• _Task requirements_
1. In the passage on the colonies' response to the battle at Lexington, how far did Israel Putnam ride on the same horse, and in how much time?
2. Carry on the passage about the colonies' response to the battle at Lexington, beginning right after its final sentence.

• _Provided passage_

◆ ◆ ◆ ◆ ◆ ◆ ◆

By the twenty-third there were already about two thousand men from the interior parts of New Hampshire, desirous "not to return before the work was done." Many who remained near the upper Connecticut threw up the civil and military commissions held from the king; for, said they, "the king has forfeited his crown, and all commissions from him are therefore vacated."

In Connecticut, Trumbull, the governor, sent out writs to convene the legislature of the colony at Hartford on the Wednesday following the battle. On the morning of the twentieth, Israel Putnam of Pomfret, in leather frock and apron, was assisting hired men to build a stone wall on his farm, when he heard the cry from Lexington. He set off instantly to rouse the militia officers of the nearest towns. On his return, he found hundreds who had mustered and chosen him their leader. Issuing orders for them to follow, he pushed forward without changing the check shirt he had worn in the field, and reached Cambridge at sunrise the next morning, having ridden the same horse a hundred miles within eighteen hours. He brought to the service of his country courage, and a heart than which none throbbed more honestly or warmly for American freedom.

From Wethersfield a hundred young volunteers marched for Boston on the twenty-second, well armed and in high spirits. From the neighboring towns men of the largest estates, and the most esteemed for character, seized their firelocks and followed. By the second night, several thousands from the colony were on their way. Some had fixed on their standards and drums the colony arms, and round it, in letters of gold, the motto, that God who brought over their fathers would sustain the sons.

In New Haven, Benedict Arnold, captain of a volunteer company, agreed with his men to march the next morning for Boston. "Wait for proper orders," was the advice of Wooster; but their self-willed commander, brooking no delay, extorted supplies from the committee of the town, and on the twentyninth reached the American head-quarters with his company.

There was scarcely a town in Connecticut that was not represented among the besiegers.

The nearest towns of Rhode Island were in motion before the British had finished their retreat. At the instance of Hopkins and others, Wanton, the governor, though himself inclined to the royal side, called an assembly. Its members were all of one mind; and when Wanton, with several of the council, showed hesitation, they resolved, if necessary, to proceed alone. The council yielded, and confirmed the unanimous vote of the assembly for raising an army of fifteen hundred men. "The colony of Rhode Island," wrote Bowler, the speaker, to the Massachusetts congress, "is firm and determined; and a greater unanimity in the lower house scarce ever prevailed." Companies of the men of Rhode Island preceded this early message.

◆ ◆ ◆ ◆ ◆ ◆ ◆

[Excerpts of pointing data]
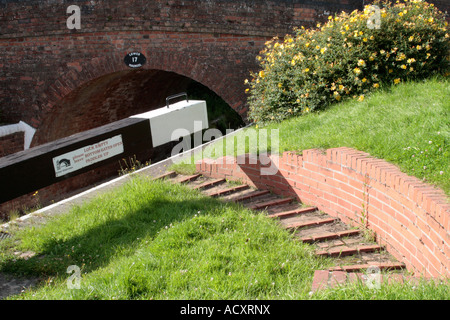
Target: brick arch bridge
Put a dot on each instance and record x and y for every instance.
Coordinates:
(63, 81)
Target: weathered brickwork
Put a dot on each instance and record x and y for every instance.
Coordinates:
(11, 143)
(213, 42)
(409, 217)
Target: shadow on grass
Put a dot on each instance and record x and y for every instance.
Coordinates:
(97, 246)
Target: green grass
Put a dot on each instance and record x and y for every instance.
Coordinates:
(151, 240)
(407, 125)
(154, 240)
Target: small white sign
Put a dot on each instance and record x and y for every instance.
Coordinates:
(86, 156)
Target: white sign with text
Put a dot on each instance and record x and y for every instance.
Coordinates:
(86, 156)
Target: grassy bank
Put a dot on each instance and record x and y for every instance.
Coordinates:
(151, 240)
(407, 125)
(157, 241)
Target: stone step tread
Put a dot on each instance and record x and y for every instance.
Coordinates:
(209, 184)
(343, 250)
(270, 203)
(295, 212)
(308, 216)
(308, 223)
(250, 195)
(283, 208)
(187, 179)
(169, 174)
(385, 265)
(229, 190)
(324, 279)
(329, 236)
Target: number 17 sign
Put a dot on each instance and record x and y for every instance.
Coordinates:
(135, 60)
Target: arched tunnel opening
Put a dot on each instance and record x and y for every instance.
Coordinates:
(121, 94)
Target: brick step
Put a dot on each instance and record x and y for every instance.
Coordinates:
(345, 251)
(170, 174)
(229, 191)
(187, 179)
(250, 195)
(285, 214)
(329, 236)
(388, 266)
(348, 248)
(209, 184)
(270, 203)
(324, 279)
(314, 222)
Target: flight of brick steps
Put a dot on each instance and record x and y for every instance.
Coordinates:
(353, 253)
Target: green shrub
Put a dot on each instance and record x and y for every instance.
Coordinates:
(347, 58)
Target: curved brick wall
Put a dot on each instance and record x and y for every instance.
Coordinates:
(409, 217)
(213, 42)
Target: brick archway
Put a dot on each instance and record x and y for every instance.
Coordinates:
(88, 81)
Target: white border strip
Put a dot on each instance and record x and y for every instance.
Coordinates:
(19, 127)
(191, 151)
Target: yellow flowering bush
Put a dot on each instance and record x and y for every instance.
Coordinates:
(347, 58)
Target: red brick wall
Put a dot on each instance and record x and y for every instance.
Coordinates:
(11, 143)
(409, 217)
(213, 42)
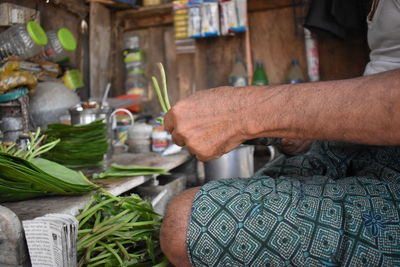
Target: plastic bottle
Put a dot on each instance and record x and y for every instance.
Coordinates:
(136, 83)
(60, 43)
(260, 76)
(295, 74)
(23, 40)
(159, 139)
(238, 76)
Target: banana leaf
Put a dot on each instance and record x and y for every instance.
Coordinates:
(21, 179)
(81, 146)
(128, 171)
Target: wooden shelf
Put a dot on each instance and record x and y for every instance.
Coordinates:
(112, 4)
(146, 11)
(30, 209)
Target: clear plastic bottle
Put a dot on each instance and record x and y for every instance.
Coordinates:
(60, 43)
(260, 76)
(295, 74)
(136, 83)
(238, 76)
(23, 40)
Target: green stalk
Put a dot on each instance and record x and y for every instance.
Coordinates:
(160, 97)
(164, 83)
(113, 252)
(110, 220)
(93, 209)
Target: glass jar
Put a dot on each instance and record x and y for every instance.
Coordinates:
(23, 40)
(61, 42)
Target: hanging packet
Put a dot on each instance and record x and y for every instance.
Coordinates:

◆ ◆ ◆ ◆ ◆ ◆ ◆

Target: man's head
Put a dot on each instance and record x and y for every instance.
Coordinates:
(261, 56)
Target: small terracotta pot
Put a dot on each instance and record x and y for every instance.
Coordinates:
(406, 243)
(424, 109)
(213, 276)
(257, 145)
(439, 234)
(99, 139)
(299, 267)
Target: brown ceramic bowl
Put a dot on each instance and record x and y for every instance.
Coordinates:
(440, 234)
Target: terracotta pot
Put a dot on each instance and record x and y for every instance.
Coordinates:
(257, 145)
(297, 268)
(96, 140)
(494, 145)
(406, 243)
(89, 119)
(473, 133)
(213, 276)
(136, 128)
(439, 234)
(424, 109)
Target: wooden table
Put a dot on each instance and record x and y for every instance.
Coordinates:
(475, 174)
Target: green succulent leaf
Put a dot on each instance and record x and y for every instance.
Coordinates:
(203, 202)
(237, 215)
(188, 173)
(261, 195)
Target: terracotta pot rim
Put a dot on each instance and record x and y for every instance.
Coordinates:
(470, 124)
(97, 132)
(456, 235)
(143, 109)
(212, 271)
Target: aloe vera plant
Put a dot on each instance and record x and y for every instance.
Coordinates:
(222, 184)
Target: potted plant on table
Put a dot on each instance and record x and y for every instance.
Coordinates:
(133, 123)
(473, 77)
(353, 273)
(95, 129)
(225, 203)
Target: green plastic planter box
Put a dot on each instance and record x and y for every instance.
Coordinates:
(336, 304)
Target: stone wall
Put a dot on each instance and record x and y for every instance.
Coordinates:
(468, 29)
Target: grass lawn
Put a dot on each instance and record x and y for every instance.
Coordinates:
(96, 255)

◆ ◆ ◆ ◆ ◆ ◆ ◆

• _Answers per task_
1. A hundred miles within eighteen hours.

2.
Massachusetts gained confidence now that New Hampshire and Connecticut and Rhode Island had come to its support. The New England volunteers were men of substantial worth, of whom almost every one represented a household. The members of the several companies were well known to each other, as to brothers, kindred, and townsmen; known to the old men who remained at home, and to all the matrons and maidens. They were sure to be remembered weekly in the exercises of the congregations; and morning and evening, in the usual family devotions, they were commended with fervent piety to the protection of heaven. Every young soldier lived and acted, as it were, under the keen observation of all those among whom he had grown up, and was sure that his conduct would occupy the tongues of his village companions while he was in the field, and be remembered his life long. The camp of liberty was a gathering in arms of schoolmates, neighbors, and friends; and Boston was beleaguered round from Roxbury to Chelsea by an unorganized, fluctuating mass of men, each with his own musket and his little store of cartridges, and such provisions as he brought with him, or as were sent after him, or could be contributed by the people round about.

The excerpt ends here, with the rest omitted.